## Start Entries shown

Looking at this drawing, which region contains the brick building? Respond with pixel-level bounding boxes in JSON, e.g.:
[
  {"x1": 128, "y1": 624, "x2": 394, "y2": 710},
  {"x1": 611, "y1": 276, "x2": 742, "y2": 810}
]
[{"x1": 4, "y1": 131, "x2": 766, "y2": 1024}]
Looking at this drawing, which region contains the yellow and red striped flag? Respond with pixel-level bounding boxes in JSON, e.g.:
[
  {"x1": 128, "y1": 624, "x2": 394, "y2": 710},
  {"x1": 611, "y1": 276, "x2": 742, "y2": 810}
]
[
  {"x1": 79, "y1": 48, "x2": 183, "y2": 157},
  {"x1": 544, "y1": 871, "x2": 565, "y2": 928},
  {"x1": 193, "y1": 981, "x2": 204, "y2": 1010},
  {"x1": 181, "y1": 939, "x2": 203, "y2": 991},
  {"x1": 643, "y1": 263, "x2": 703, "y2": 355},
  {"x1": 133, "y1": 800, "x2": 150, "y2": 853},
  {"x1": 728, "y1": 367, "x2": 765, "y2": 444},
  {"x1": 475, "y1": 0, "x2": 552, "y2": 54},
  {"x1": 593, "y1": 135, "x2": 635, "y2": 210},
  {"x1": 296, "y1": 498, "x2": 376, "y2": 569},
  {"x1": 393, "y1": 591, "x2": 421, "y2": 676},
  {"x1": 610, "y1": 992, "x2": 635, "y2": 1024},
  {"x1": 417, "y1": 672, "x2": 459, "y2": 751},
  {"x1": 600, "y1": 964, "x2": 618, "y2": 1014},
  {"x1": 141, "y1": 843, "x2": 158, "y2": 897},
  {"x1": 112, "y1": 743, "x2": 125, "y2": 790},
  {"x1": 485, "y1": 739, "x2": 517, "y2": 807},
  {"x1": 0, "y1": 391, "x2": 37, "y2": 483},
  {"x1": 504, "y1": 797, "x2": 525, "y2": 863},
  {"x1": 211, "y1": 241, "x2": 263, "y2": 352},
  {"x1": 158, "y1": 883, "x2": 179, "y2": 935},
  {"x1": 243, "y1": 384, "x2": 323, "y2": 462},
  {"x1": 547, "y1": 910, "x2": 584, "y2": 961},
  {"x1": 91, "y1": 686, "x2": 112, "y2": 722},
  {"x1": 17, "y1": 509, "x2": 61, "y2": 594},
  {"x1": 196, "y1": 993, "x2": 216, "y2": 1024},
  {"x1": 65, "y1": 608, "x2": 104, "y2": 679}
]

## End Entries shown

§ Aim of the exercise
Reproduce every line of the data verbatim.

§ Finished task
Looking at this drawing, which region contains the brick building? Respond with pixel-level bounding boxes in JSON, e.g.:
[
  {"x1": 128, "y1": 624, "x2": 394, "y2": 710},
  {"x1": 611, "y1": 276, "x2": 742, "y2": 810}
]
[{"x1": 4, "y1": 131, "x2": 766, "y2": 1024}]
Looking at this drawing, which region contains the yellow and red striped flag? Respond with pixel-level bounding boxes in JSON, e.g.:
[
  {"x1": 128, "y1": 624, "x2": 394, "y2": 710},
  {"x1": 611, "y1": 276, "x2": 742, "y2": 810}
]
[
  {"x1": 79, "y1": 48, "x2": 183, "y2": 157},
  {"x1": 544, "y1": 871, "x2": 565, "y2": 928},
  {"x1": 193, "y1": 981, "x2": 204, "y2": 1010},
  {"x1": 181, "y1": 939, "x2": 203, "y2": 991},
  {"x1": 643, "y1": 263, "x2": 703, "y2": 355},
  {"x1": 133, "y1": 800, "x2": 150, "y2": 853},
  {"x1": 728, "y1": 367, "x2": 765, "y2": 444},
  {"x1": 475, "y1": 0, "x2": 552, "y2": 54},
  {"x1": 593, "y1": 135, "x2": 635, "y2": 210},
  {"x1": 296, "y1": 498, "x2": 376, "y2": 569},
  {"x1": 393, "y1": 591, "x2": 421, "y2": 676},
  {"x1": 610, "y1": 992, "x2": 635, "y2": 1024},
  {"x1": 417, "y1": 672, "x2": 459, "y2": 751},
  {"x1": 600, "y1": 964, "x2": 618, "y2": 1014},
  {"x1": 141, "y1": 843, "x2": 158, "y2": 897},
  {"x1": 112, "y1": 743, "x2": 125, "y2": 790},
  {"x1": 485, "y1": 739, "x2": 517, "y2": 807},
  {"x1": 0, "y1": 391, "x2": 37, "y2": 483},
  {"x1": 504, "y1": 797, "x2": 525, "y2": 863},
  {"x1": 211, "y1": 241, "x2": 263, "y2": 352},
  {"x1": 158, "y1": 883, "x2": 179, "y2": 935},
  {"x1": 243, "y1": 384, "x2": 323, "y2": 462},
  {"x1": 547, "y1": 910, "x2": 584, "y2": 961},
  {"x1": 91, "y1": 686, "x2": 112, "y2": 722},
  {"x1": 17, "y1": 509, "x2": 61, "y2": 594},
  {"x1": 196, "y1": 993, "x2": 216, "y2": 1024},
  {"x1": 65, "y1": 608, "x2": 104, "y2": 679}
]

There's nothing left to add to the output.